▶ **What to work on**: Render the stretch from the line containing "Could you put a marker on the shadow" through the end of the material as a JSON list of strings, one string per line, leaving out blank lines.

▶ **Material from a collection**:
------
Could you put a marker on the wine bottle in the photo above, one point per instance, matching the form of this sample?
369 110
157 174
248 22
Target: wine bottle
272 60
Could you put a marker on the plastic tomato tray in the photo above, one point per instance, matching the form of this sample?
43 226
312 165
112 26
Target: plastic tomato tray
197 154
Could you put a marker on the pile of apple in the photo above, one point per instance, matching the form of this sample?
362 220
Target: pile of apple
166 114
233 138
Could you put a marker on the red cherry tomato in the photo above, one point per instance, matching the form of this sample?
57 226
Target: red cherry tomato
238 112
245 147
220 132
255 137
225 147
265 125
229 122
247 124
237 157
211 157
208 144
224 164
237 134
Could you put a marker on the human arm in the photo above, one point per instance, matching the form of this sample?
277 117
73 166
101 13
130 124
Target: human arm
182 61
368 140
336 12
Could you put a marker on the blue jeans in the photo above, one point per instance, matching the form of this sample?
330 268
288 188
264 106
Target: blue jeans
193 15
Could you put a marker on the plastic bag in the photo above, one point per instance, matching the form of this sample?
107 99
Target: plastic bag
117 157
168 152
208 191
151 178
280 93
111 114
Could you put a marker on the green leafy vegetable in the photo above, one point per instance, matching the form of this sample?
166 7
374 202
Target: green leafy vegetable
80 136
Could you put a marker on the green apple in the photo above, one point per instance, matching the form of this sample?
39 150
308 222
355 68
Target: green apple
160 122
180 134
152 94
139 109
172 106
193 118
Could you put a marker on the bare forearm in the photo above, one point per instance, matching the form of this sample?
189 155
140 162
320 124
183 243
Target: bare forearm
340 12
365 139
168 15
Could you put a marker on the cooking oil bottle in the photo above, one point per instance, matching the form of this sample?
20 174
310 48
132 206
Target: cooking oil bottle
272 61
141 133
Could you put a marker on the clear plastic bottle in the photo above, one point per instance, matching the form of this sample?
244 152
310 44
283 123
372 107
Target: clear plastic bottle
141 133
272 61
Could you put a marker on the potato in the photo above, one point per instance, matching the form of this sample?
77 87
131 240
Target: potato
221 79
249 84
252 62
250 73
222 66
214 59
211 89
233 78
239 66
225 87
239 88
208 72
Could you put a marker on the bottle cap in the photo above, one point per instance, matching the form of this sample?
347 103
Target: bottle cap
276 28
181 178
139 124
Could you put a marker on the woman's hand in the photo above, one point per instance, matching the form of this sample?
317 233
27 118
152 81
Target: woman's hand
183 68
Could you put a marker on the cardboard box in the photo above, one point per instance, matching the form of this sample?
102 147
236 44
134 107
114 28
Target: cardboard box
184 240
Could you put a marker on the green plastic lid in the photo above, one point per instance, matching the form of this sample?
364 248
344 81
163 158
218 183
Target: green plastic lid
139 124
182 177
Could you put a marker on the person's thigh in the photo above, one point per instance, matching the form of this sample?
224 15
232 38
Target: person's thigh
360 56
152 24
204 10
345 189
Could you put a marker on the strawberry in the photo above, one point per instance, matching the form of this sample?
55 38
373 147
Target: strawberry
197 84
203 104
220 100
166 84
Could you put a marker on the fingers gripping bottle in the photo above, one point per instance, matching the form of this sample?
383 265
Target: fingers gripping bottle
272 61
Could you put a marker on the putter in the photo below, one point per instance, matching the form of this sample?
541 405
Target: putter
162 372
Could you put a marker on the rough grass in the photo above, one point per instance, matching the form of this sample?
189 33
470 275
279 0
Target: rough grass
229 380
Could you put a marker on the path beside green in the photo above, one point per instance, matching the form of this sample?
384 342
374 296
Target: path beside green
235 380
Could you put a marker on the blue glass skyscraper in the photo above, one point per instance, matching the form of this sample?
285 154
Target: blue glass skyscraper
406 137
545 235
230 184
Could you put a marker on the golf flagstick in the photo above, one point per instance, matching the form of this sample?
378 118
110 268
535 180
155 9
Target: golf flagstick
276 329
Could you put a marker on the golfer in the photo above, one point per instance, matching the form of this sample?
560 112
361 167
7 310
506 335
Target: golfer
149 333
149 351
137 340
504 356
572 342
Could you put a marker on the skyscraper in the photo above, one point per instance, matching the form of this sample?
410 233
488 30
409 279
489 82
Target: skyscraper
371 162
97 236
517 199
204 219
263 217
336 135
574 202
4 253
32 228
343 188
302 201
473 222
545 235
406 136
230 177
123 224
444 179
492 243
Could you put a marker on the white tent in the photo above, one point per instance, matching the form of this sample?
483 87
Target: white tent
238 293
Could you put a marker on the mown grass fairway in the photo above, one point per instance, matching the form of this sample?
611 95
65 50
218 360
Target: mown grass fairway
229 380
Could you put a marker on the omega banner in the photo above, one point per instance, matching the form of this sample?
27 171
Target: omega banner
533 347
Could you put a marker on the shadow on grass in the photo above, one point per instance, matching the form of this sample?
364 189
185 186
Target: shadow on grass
------
▶ **The completed task**:
[
  "Could you put a marker on the shadow on grass in the photo above, one point per instance, matching the form of this sample?",
  "364 189",
  "185 186",
  "Target: shadow on grass"
]